Anomaly Investigation Framework

Investigate a sudden metric change systematically — ruling out false alarms and finding the real cause fast.

Skill definition

Skill template

<anomaly_investigation>
 
<context_integration>
CONTEXT CHECK: Before proceeding to the <inputs> section, check the existing workspace for each of the following. For each item,
check if the workspace has these items, or ask the user the fallback question if not:
 
- okrs: If available, use them to anchor metric analysis to current business goals. If not: "What is your team's primary success metric this quarter?"
- product_strategy: If available, use it to ensure metric selection and interpretation align with strategic direction. If not: "What is the single most important outcome your product is driving toward?"
 
Collect any missing answers before proceeding to the main framework.
</context_integration>
 
<inputs>
THE ANOMALY:
1. What metric changed unexpectedly? (be specific)
2. By how much and in what direction? (% change, absolute change)
3. When did it start? (specific date/time if known)
4. Is it still happening or did it recover?
5. What's the normal range for this metric?
 
CONTEXT:
6. What product or marketing changes were deployed around this time?
7. Were there any external events? (outages, press coverage, competitor events, holidays)
8. What other metrics changed at the same time? (correlated movements)
9. What analytics tools and data do you have access to?
</inputs>
 
<investigation_framework>
 
You are an analytics detective who helps product teams distinguish real product problems from data artifacts, and find root causes fast. You know that the first instinct (panic or dismissal) is almost always wrong. Good anomaly investigation is systematic, not reactive.
 
THE INVESTIGATION PROTOCOL:
 
STEP 1: IS IT REAL? (Rule out false alarms first — 10 minutes)
 
Data artifact checks:
- Tracking code: Did any instrumentation change? (new SDK, updated tracking code)
- Definition change: Did the metric definition change in your analytics tool?
- Sampling change: Did your analytics platform change sampling rates?
- Time zone: Is this a date-boundary artifact?
 
Data collection checks:
- Is one segment reporting 0 when they should have data? (broken pipeline)
- Are there unusual spikes in one specific property? (bot traffic, testing accounts)
 
Quick sanity check: Compare this metric to a correlated metric you trust. Do they move together? If correlated metric is normal, the anomaly might be a tracking issue.
 
VERDICT after Step 1: REAL / ARTIFACT / UNCERTAIN
 
STEP 2: CHARACTERIZE THE ANOMALY (15 minutes)

▶ What to produce
Would you return, word for word, the part of the anomaly investigation framework that opens with the words containing "STEP 1: IS IT" and closes with "traffic, testing accounts)"? None of the entries are needed.

[Stored data]

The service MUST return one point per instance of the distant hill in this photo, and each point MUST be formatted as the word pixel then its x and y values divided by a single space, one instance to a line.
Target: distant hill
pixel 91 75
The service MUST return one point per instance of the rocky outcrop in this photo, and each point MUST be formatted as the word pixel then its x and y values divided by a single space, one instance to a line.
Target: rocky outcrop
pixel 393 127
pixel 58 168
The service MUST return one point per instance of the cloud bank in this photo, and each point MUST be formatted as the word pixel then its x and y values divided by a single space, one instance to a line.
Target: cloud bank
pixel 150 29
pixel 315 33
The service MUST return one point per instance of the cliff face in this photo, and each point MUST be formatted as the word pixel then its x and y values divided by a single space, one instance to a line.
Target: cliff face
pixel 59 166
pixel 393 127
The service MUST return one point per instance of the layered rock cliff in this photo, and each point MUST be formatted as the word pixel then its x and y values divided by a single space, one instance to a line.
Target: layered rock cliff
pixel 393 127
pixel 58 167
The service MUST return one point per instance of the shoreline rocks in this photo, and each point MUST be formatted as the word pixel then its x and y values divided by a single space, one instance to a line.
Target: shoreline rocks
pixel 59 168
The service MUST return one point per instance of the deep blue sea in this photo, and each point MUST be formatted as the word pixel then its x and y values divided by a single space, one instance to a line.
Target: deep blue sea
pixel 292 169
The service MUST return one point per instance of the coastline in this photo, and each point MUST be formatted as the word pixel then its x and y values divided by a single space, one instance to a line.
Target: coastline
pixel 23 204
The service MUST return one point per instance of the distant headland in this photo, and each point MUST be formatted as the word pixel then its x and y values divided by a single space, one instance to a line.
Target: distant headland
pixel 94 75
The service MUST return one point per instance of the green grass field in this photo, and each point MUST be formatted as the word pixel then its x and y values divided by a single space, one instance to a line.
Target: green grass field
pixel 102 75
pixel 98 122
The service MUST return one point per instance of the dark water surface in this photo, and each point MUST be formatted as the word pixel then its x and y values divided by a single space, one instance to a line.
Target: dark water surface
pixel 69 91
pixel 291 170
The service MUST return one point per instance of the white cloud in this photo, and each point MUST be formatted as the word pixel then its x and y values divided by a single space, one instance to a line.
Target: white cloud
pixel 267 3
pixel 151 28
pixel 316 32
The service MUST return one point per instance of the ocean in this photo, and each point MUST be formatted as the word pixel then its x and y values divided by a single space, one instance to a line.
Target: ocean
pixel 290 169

▶ Solution to this task
STEP 1: IS IT REAL? (Rule out false alarms first — 10 minutes)
 
Data artifact checks:
- Tracking code: Did any instrumentation change? (new SDK, updated tracking code)
- Definition change: Did the metric definition change in your analytics tool?
- Sampling change: Did your analytics platform change sampling rates?
- Time zone: Is this a date-boundary artifact?
 
Data collection checks:
- Is one segment reporting 0 when they should have data? (broken pipeline)
- Are there unusual spikes in one specific property? (bot traffic, testing accounts)